The records -
============================================================

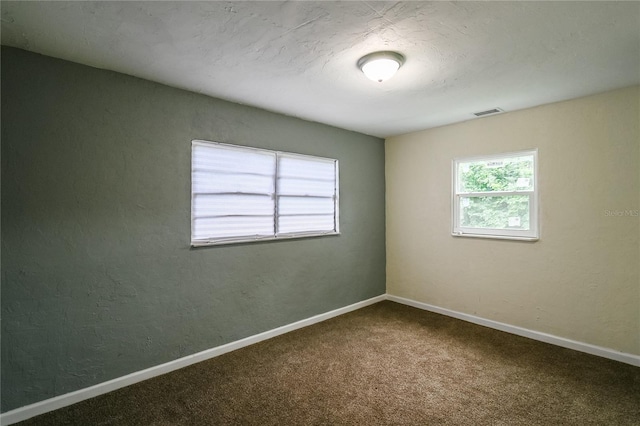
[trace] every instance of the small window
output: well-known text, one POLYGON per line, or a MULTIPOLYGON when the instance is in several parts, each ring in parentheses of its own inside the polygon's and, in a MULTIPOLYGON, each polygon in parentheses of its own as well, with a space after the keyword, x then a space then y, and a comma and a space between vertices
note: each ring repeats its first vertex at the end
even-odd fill
POLYGON ((538 239, 537 150, 453 161, 453 235, 538 239))
POLYGON ((192 246, 338 234, 338 211, 338 160, 192 141, 192 246))

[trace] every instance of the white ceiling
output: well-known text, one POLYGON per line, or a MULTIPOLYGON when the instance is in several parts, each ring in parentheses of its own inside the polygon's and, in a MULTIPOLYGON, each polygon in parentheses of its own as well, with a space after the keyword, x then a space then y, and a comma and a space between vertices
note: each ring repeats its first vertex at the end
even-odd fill
POLYGON ((386 137, 640 83, 640 2, 6 2, 2 44, 386 137), (406 57, 384 83, 358 59, 406 57))

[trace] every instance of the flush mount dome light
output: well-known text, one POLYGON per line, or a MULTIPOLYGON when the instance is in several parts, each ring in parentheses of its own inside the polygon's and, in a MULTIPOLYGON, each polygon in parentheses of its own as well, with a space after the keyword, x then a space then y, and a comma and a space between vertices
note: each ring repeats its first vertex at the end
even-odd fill
POLYGON ((373 52, 358 61, 358 68, 370 80, 382 83, 390 79, 404 63, 404 56, 397 52, 373 52))

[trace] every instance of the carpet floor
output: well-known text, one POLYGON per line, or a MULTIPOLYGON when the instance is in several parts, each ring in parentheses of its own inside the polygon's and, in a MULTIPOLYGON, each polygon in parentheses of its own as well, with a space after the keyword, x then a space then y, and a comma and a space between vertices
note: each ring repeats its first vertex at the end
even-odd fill
POLYGON ((385 301, 19 424, 640 425, 640 368, 385 301))

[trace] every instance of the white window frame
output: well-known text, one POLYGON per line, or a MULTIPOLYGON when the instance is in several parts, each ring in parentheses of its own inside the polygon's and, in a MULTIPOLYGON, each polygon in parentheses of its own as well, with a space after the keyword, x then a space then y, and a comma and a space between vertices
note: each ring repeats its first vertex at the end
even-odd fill
MULTIPOLYGON (((255 242, 255 241, 265 241, 265 240, 281 240, 281 239, 289 239, 289 238, 306 238, 306 237, 318 237, 318 236, 326 236, 326 235, 339 235, 340 234, 340 204, 339 204, 339 165, 338 160, 333 158, 325 158, 325 157, 317 157, 312 155, 305 154, 296 154, 291 152, 283 152, 283 151, 273 151, 268 149, 261 148, 253 148, 242 145, 233 145, 221 142, 212 142, 196 139, 191 141, 191 246, 192 247, 202 247, 202 246, 212 246, 212 245, 221 245, 221 244, 234 244, 234 243, 247 243, 247 242, 255 242), (212 237, 209 236, 207 238, 196 238, 195 237, 195 221, 198 219, 196 217, 196 209, 195 209, 195 198, 198 195, 195 192, 194 185, 194 159, 195 159, 195 146, 216 146, 219 148, 225 148, 228 150, 233 150, 236 152, 260 152, 268 155, 273 155, 275 158, 275 170, 273 175, 273 194, 272 200, 274 202, 273 209, 273 232, 269 235, 240 235, 240 236, 229 236, 229 237, 212 237), (280 232, 279 231, 279 218, 282 217, 279 214, 279 205, 280 205, 280 197, 287 197, 286 194, 282 195, 280 193, 280 173, 279 173, 279 164, 280 159, 289 158, 289 159, 304 159, 304 160, 314 160, 318 162, 332 163, 334 165, 335 170, 335 180, 334 180, 334 188, 333 188, 333 196, 331 197, 333 200, 333 229, 332 230, 308 230, 308 231, 296 231, 296 232, 280 232)), ((299 194, 294 195, 294 197, 305 197, 305 198, 318 198, 313 195, 305 195, 299 194)), ((328 196, 323 196, 320 198, 330 198, 328 196)))
POLYGON ((538 241, 540 238, 539 224, 539 190, 538 190, 538 149, 530 149, 526 151, 505 152, 492 155, 482 155, 475 157, 455 158, 452 161, 452 190, 451 190, 451 212, 452 212, 452 230, 451 235, 454 237, 476 237, 476 238, 494 238, 506 240, 523 240, 538 241), (491 192, 460 192, 458 191, 458 168, 460 163, 468 163, 474 161, 491 161, 503 160, 505 158, 521 157, 525 155, 533 156, 533 190, 521 191, 491 191, 491 192), (528 230, 518 229, 492 229, 492 228, 473 228, 461 226, 460 204, 462 197, 486 197, 486 196, 513 196, 527 195, 529 197, 529 228, 528 230))

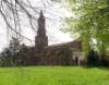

============================================================

Set task -
Reproduce the listing verbatim from its first line through the line containing "POLYGON ((192 246, 338", both included. Leave out the pictures.

Exercise output -
[trace] every instance of the small window
output: well-known text, one POLYGON per line, or a MULTIPOLYGON when the instance is in several parts, each ring in parentheses of its own inside the polygon's and, in a MULTIPOLYGON, each polygon in parentheses of its own as well, with a space after the keyword, x then a space then y, and a comma and a space between vertices
note: each ring repeats its first vertex at the end
even-odd fill
POLYGON ((538 239, 537 150, 453 161, 453 235, 538 239))
POLYGON ((192 246, 338 234, 338 211, 338 160, 192 141, 192 246))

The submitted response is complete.